## Given exercise
Reproduce the rows below with every instance of "field of crops" swapped for "crop field", keeping everything else unchanged.

## Supplied material
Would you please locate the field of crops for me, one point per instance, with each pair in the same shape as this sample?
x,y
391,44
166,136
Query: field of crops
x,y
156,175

## Complete response
Would you please locate the crop field for me, one point per instance, with each pair in the same shape as this sample?
x,y
391,44
166,136
Query: crop field
x,y
156,175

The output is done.